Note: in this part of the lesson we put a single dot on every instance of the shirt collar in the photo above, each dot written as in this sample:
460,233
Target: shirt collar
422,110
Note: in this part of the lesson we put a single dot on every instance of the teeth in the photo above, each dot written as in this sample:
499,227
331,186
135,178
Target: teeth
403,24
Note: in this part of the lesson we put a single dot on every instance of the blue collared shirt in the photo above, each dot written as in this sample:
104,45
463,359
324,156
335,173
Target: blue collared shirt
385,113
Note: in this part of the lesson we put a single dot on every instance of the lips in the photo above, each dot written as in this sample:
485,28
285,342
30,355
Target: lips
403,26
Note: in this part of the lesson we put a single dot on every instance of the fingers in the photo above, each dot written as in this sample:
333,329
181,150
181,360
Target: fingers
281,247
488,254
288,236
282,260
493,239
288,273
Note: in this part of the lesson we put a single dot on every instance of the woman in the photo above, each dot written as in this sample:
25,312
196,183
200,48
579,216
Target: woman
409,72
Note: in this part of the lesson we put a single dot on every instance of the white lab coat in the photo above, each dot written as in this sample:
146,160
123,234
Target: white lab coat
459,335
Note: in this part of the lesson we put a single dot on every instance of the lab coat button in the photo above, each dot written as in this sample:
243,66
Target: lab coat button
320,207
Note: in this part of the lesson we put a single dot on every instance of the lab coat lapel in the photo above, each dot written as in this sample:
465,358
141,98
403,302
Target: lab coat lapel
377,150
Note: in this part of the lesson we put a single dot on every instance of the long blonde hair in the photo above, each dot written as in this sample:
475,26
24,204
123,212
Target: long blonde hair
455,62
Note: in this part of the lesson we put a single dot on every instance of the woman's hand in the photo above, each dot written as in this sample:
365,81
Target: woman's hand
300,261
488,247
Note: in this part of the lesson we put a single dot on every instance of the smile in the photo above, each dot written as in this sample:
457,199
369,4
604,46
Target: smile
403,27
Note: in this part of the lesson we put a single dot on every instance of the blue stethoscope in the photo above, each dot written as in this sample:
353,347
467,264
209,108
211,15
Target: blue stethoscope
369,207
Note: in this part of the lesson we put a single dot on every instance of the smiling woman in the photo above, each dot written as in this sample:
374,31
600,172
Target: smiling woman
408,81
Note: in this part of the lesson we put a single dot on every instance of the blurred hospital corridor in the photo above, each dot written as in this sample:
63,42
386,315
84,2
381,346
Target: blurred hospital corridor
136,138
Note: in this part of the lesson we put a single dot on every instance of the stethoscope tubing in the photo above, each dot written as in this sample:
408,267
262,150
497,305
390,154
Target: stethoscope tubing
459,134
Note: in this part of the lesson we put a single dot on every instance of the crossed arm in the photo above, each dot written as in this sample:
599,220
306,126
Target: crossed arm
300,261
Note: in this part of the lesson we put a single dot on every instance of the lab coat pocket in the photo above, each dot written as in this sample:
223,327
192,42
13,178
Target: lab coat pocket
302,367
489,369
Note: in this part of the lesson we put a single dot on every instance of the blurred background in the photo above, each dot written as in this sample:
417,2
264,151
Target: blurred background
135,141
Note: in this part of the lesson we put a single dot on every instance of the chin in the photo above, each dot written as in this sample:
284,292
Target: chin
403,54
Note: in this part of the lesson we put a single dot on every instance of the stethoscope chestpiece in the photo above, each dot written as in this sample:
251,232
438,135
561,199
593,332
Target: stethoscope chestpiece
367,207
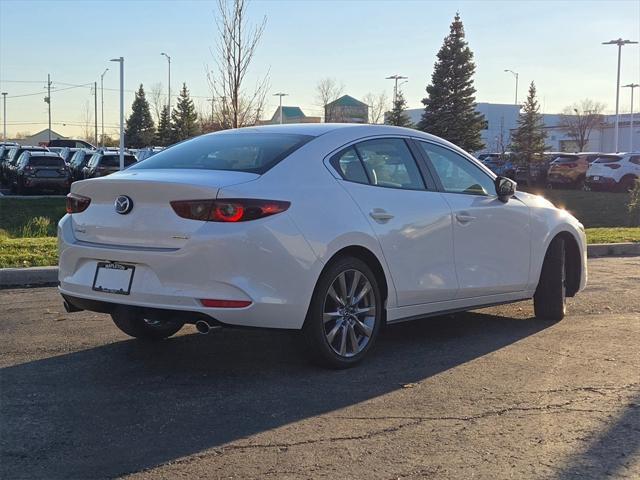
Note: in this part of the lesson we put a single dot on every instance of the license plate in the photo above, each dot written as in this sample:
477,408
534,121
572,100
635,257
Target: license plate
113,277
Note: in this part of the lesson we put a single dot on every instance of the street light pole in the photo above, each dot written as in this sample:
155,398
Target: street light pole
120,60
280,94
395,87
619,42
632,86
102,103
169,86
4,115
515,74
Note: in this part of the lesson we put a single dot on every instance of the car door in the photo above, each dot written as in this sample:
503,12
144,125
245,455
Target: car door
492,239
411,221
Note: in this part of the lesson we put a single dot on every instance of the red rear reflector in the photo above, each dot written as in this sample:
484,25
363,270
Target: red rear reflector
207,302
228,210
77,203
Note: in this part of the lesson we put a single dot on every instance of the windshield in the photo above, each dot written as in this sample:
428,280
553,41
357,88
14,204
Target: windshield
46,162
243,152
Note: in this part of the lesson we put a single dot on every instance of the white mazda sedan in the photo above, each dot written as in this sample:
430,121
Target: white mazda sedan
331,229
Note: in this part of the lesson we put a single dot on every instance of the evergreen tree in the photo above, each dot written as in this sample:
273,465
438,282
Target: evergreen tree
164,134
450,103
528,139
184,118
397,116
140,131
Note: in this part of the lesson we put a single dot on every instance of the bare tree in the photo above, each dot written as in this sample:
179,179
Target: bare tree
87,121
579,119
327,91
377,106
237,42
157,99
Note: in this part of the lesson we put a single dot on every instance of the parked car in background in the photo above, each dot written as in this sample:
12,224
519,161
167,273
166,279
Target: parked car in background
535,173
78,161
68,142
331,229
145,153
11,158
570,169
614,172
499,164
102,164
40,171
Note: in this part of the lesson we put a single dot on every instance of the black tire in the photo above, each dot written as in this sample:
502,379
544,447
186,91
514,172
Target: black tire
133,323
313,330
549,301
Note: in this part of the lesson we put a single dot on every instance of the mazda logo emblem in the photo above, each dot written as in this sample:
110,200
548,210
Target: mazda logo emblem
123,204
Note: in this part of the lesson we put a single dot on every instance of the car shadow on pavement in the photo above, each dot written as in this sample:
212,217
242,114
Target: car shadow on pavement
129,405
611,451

########

Your task is to transcribe all of the records precisely, with no images included.

:: Response to the exercise ::
Note: in this part of the lesson we put a single dot on every instance of the shirt collar in the photo above, each dot written as in this sample:
460,233
Target: shirt collar
422,110
Note: in this part of the lesson we put a single dot on every instance of the teeth in the photo above, each dot written as in this sample:
499,227
331,186
135,178
Target: teeth
403,24
Note: in this part of the lesson we put a single dot on every instance of the blue collared shirt in the photo above, each dot written as in this sample:
104,45
463,359
324,156
335,173
Target: blue collared shirt
385,113
Note: in this part of the lesson we put a single dot on every instance of the lips in the photo above, each dot written as in this sample:
485,28
285,342
30,355
Target: lips
403,26
Note: in this part of the lesson we put a single dot on every instance of the fingers in the photo above, each dot written as in this sample:
333,329
181,150
181,360
Target: fingers
281,247
488,254
288,236
282,260
493,239
288,273
Note: in this part of the lesson we put a single dot on every instance of the woman in the photo above, each dot written as in this sample:
25,312
196,183
200,48
579,216
Target: woman
409,72
Note: in this part of the lesson we put a single dot on every instance of the white lab coat in the photo above, each dot written as in this sample:
146,160
123,234
Target: white lab coat
459,335
Note: in this part of the lesson we put a single dot on every instance of the lab coat button in the photo above, each dot written as in this sample:
243,66
Target: lab coat button
320,207
Note: in this part of the lesson we put a single dot on every instance of the lab coat lapel in the photo above, each dot written as in this sample:
465,358
141,98
403,302
Target: lab coat lapel
377,150
Note: in this part of the lesson we put a single dot on every instance of the long blonde hair in the photo above, each dot written as in this sample:
475,26
24,204
123,212
Target: long blonde hair
455,62
Note: in this part of the lesson we put a single dot on every instance of the woman's hand in the photo above, each dot written as in this sample:
365,81
Target: woman's hand
300,261
488,247
Note: in this part of the lesson we put a single dot on every instance of the smile in the photo above, each dot written as in this sample:
457,199
369,4
604,46
Target: smile
403,27
Note: in this part of the lesson we put a single dot on every instance of the blue stethoscope in the photo above, each dot written as in this sample:
353,347
467,264
209,108
211,15
Target: blue stethoscope
369,207
Note: in this part of the lesson we put a single dot on every instance of the smiling woman in the photo above, each dot written as in this sample:
374,31
600,172
Target: smiling woman
408,81
Note: in this part of the lesson we put a single dot on every instance of the blurred hospital corridor in the photo above, each dot written as in this sample:
63,42
386,315
84,2
381,346
Target: blurred hospital corridor
136,138
Note: in this part of the lesson we put a single dot on every instance of the stethoscope tubing in the photo above, each dot written as in this sample:
408,267
262,150
497,305
390,154
Target: stethoscope tubing
459,134
Note: in this part of the lesson we put a single dot on every instance of the crossed arm in the photo above, each dot written as in this sample:
599,220
306,126
Target: crossed arm
300,261
Note: in this part of the lesson we put a single dot on every instance of the lab coat pocket in the photo above, each dot written as in this sample:
223,327
192,42
13,178
Target: lab coat pocket
302,367
489,369
Note: in this part of the lesson we put a single dot on every instance of the blurred background in the photo above, each dot written as in this sample:
417,2
264,151
Target: blurred background
135,141
Note: in this part of the lesson we put a single dot on every instance of the chin in the photo above, each dot written as in this sample:
284,292
Target: chin
403,54
Note: in this part of the lesson we put a single dot on every instance of the stethoscope chestpiece in the photo above, each dot written as in this sample:
251,232
438,135
561,199
593,332
Target: stethoscope chestpiece
367,207
Note: in this part of the lesson we put a single dot on every instance of the license plate in the photo above, each dot written as in this sample:
477,408
534,121
572,100
635,257
Target: license plate
113,277
Note: in this part of the lesson we put a single dot on every instance of the street light pole in the photo above, each dot written as in this sample:
155,398
Target: street light pole
120,60
280,94
395,87
619,42
632,86
102,103
169,86
4,115
515,74
Note: in this part of the lesson we put a single dot on every instance of the car door in the photo above, each dot written as in this sample:
503,12
144,125
245,455
Target: car door
492,239
411,221
Note: in this part of the lesson we put a single dot on every instance of the red rear reflector in the photo above, each dot written as in this sample:
484,25
363,270
Target: red rear reflector
207,302
228,210
77,203
Note: in this part of the lesson we put a single dot on every instance of the windshield in the photo above, each dot written as in this sample:
428,280
553,41
357,88
14,204
Target: windshield
46,162
243,152
Note: in this part of the lesson we put a single dot on every instance of the white mazda sedan in the photo above, each dot written as in this sample:
430,121
Target: white mazda sedan
331,229
Note: in this part of the lesson we put a single dot on every instance of the evergreen tree in the photo above, each dot written as in this sample:
273,465
438,282
Target: evergreen tree
164,134
450,103
528,139
184,118
397,116
140,131
Note: in this part of the lesson we put a single dot on every instance of the bare tree in the photo above, each dot written as in this sample:
179,179
Target: bare tree
87,121
579,119
327,91
377,106
237,42
157,99
Note: in this part of the lesson we put a single dot on every instance of the parked car in background in the photo above, each dot written as in this sample:
12,224
519,161
167,273
166,279
Target: parked car in background
535,173
78,161
68,142
331,229
145,153
11,158
570,169
614,172
499,164
102,164
40,171
Note: in this part of the lesson we put a single dot on every instance of the black tire in the photo above, each dot written as in this sample:
502,379
544,447
186,91
514,172
Target: black tire
133,323
313,330
549,301
Note: in this part of the lesson we put a single dot on every instance of the mazda logo emblem in the photo above, each dot written as in this sample:
110,200
548,210
Target: mazda logo emblem
123,204
Note: in this part of the lesson we put a single dot on every instance of the car shadow on pavement in the photo above, each dot written as in this sample:
212,217
242,114
Target: car shadow on pavement
129,405
611,451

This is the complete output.